Instructions for the task: Transcribe the following entries letter for letter, without the pictures.

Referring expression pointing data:
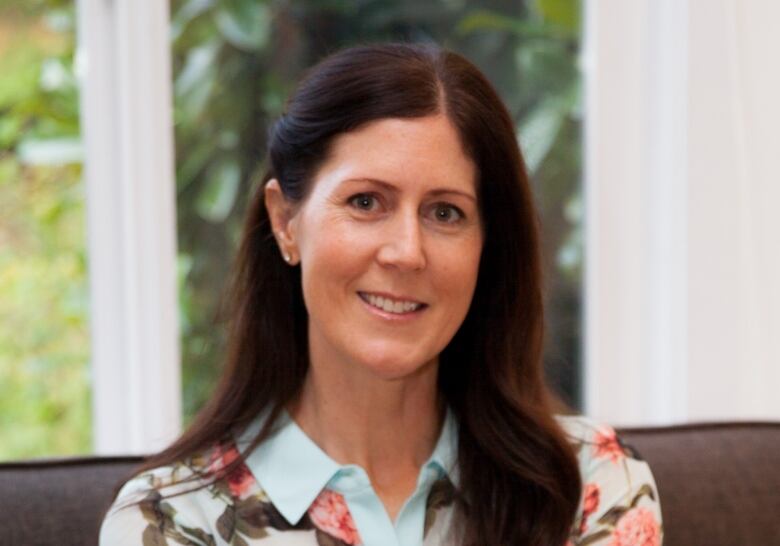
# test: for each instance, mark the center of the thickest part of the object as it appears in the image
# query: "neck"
(388, 427)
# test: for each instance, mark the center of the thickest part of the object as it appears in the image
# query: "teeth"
(391, 306)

Finished exercise:
# test: for each instance, mark the center of the thickest part of the object as it appears in the image
# query: "neck"
(388, 427)
# test: for each instance, mark the center of the thickest part of the object as it appears in the image
# query: "teeth"
(391, 306)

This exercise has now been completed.